Information provided:
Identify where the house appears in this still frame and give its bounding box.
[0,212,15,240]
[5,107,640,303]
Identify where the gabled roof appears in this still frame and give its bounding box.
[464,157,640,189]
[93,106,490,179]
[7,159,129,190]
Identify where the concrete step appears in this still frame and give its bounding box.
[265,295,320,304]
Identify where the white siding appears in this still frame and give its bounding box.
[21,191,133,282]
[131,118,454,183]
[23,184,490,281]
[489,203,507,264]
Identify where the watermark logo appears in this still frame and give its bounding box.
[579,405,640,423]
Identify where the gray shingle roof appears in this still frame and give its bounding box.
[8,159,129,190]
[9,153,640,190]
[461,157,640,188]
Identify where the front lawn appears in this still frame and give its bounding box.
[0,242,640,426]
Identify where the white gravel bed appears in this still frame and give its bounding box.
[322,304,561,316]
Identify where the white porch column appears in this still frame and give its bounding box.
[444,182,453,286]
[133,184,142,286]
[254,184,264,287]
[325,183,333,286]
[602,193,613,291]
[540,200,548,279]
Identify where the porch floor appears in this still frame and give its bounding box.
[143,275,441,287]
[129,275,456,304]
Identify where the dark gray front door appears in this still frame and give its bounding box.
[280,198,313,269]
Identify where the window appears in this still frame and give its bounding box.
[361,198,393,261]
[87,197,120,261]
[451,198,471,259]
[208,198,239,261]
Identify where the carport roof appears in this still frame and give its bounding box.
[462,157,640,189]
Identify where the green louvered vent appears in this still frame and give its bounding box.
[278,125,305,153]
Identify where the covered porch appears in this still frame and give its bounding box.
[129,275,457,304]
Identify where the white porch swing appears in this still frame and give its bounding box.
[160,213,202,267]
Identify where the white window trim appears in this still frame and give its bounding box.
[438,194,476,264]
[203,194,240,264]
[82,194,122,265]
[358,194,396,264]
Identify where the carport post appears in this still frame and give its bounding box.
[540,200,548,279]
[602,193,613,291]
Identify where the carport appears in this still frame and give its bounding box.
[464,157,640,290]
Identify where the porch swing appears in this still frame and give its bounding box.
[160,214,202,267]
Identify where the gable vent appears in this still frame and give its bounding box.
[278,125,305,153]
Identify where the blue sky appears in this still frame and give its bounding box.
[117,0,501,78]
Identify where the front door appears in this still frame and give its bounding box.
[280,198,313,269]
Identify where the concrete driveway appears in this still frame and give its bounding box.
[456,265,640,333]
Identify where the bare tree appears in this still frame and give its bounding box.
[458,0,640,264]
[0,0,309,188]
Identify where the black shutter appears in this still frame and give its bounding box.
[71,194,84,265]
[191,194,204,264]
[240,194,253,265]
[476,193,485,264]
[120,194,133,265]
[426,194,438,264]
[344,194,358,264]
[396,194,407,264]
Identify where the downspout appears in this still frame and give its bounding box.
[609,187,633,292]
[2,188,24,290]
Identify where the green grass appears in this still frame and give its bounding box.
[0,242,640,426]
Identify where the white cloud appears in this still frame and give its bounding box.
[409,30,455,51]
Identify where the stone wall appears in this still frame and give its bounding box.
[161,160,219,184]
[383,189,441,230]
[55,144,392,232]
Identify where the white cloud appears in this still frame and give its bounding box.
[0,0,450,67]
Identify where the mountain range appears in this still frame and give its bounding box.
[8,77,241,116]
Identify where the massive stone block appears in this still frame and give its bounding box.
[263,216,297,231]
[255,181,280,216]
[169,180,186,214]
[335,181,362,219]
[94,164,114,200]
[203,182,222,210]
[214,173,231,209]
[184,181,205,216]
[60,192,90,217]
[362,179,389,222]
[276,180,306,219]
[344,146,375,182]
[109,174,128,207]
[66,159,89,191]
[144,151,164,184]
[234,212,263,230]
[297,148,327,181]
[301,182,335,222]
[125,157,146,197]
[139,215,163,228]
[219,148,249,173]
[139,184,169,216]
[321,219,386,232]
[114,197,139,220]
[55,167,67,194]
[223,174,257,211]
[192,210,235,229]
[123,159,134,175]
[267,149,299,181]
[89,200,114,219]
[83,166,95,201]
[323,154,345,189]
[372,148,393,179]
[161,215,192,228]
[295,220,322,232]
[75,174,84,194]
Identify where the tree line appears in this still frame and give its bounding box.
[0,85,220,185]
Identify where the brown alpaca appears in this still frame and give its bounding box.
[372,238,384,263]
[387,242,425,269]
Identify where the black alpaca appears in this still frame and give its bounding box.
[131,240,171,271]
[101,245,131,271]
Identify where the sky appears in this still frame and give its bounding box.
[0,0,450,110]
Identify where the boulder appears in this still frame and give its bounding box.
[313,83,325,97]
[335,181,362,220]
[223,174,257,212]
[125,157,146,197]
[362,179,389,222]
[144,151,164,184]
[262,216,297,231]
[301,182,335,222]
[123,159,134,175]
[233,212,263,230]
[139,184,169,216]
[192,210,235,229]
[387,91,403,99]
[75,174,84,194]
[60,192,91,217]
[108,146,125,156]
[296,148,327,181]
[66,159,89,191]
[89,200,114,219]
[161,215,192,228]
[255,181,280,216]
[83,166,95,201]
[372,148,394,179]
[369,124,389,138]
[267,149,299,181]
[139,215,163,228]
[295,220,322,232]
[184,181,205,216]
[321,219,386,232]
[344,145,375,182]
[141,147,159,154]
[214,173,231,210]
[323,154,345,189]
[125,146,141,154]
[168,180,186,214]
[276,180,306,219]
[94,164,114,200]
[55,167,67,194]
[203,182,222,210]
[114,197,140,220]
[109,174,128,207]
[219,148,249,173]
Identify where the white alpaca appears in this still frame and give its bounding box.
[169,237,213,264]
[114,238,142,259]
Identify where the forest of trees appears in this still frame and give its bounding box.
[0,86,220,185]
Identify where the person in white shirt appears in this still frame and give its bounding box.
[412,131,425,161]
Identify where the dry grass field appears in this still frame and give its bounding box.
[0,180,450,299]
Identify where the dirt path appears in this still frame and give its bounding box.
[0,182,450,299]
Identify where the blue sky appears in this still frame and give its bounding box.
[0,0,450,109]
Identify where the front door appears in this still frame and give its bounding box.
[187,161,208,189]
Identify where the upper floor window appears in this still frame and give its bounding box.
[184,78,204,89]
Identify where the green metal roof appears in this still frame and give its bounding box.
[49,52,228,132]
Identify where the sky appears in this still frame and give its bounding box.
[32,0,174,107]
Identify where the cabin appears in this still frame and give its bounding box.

Brief: Copy out the entries from the line containing "Identify where the dry" up to and including the line containing "[184,78,204,89]", with the requests unchanged and every bounding-box coordinate in the answers increased by 6.

Solution for this task:
Identify where the dry grass field appears in this still frame and give its bounding box.
[6,186,456,305]
Identify where the dirt path appears in this still frame and give its bounding box.
[6,188,456,305]
Identify where the blue sky appears in this still frame and give its bounding box.
[6,6,456,115]
Identify where the front door appears in this still frame and give its bounding box.
[193,167,214,195]
Identify where the upper floor window appears in this still frame and give its bounding box.
[190,84,210,95]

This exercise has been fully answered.